--- Data section ---

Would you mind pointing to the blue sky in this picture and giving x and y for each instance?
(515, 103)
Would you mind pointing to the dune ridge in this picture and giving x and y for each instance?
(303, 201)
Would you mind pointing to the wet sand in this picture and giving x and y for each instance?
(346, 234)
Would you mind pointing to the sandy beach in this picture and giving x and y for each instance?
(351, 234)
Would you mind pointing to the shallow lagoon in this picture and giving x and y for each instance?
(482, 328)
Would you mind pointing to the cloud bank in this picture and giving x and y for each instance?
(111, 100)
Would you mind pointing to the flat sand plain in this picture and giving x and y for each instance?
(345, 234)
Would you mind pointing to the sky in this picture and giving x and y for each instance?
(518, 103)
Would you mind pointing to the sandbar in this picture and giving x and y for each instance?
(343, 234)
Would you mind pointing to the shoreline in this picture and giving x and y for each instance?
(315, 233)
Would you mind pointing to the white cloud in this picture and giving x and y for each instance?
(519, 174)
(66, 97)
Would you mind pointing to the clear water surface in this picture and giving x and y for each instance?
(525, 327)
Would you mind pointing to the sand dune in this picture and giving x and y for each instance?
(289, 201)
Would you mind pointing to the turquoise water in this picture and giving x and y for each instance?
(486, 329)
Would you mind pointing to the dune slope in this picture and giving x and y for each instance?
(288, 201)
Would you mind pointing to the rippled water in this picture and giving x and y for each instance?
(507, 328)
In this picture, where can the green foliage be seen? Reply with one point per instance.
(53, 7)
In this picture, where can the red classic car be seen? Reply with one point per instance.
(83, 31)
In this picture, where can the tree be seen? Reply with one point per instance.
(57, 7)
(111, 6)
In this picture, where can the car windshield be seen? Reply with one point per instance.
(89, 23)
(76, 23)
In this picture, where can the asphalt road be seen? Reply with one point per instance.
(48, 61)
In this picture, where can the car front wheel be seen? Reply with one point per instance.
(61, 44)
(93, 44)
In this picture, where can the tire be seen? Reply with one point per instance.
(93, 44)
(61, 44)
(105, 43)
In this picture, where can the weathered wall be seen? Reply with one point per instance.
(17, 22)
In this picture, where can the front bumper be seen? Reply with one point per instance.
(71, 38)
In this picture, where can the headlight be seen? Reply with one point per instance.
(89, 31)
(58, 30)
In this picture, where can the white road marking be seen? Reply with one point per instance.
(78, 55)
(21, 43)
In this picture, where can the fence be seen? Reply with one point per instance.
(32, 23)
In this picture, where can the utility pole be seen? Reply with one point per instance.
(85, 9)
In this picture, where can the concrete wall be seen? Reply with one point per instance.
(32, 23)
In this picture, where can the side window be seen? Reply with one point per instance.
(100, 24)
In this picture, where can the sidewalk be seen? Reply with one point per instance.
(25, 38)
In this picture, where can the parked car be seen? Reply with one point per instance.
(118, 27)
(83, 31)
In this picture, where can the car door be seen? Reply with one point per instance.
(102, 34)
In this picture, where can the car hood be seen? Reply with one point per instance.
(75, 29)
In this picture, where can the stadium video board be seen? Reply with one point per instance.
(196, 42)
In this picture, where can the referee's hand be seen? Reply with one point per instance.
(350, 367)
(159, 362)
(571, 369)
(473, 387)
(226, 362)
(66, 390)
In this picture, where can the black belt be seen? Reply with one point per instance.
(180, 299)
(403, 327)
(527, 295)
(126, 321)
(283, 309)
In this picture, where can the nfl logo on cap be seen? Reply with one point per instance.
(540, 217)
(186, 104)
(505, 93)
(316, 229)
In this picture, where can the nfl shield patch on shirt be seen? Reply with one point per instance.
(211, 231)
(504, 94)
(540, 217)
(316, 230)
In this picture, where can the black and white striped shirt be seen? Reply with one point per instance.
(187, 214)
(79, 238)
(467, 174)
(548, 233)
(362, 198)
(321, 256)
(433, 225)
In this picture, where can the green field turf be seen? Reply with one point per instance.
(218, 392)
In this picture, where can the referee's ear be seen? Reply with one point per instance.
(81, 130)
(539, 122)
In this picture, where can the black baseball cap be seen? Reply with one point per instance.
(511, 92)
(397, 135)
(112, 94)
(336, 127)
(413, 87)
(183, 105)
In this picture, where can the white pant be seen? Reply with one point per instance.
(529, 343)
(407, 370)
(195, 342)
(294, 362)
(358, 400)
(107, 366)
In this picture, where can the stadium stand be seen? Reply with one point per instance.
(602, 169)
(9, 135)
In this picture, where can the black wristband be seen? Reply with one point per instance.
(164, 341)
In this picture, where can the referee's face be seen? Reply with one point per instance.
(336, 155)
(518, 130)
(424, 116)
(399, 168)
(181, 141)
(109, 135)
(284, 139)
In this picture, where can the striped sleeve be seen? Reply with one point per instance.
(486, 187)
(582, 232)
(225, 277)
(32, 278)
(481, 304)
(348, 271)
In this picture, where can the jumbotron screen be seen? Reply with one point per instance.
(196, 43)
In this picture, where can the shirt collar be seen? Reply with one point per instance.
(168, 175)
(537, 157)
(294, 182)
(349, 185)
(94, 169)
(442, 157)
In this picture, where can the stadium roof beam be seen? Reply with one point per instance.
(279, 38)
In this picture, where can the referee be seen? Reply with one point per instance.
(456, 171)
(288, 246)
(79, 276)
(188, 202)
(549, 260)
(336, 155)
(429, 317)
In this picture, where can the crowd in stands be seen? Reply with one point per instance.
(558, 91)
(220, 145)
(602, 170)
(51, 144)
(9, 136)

---

What needs duplicating is the run of lines from the one containing "In this picture, where can the black and" through the last line of the entries above, exact and complete.

In this picture, where can the black and white striped shirt be seen? Reply with one point per instance.
(187, 214)
(79, 238)
(467, 174)
(548, 233)
(362, 198)
(321, 256)
(433, 225)
In this picture, where can the green field turf be seen? Reply with one point per instance.
(218, 392)
In this picture, where can the referee's ear be seen? Reply with one point per instance.
(81, 130)
(539, 122)
In this picture, where can the black baseball cap be seen? Reply with one point per instance.
(511, 92)
(397, 135)
(112, 94)
(336, 127)
(413, 87)
(183, 105)
In this picture, where can the white pant be seen? Reply with one point per instance.
(529, 343)
(407, 370)
(195, 342)
(294, 362)
(358, 400)
(107, 366)
In this picture, where can the stadium stand be seen? Reply with one point per instance.
(602, 169)
(9, 135)
In this picture, where can the black wristband be seen? Reply with one point per instance.
(164, 341)
In this picture, where can the referee's face be seen? Reply with one point per instance.
(336, 155)
(518, 130)
(424, 116)
(399, 168)
(181, 141)
(109, 135)
(284, 139)
In this picture, where can the striped sleeve be seen? Reply with one point per instance.
(486, 187)
(582, 232)
(225, 277)
(32, 278)
(481, 304)
(348, 271)
In this picture, where can the jumbotron screen be seen? Reply with one point per instance.
(196, 43)
In this picture, where can the shirt collar be seen? Reply with one point per instance.
(168, 175)
(537, 157)
(294, 182)
(349, 185)
(94, 169)
(442, 157)
In this picture, where can the stadium roof beam be seen? Reply with one point per instance.
(279, 38)
In this picture, where can the referee be seen? Reply with one point per instance.
(456, 171)
(288, 246)
(79, 276)
(188, 202)
(549, 260)
(336, 155)
(429, 317)
In this picture, where can the crowd in stands be seen? Reply with one point per instance.
(558, 91)
(220, 145)
(602, 170)
(51, 144)
(9, 136)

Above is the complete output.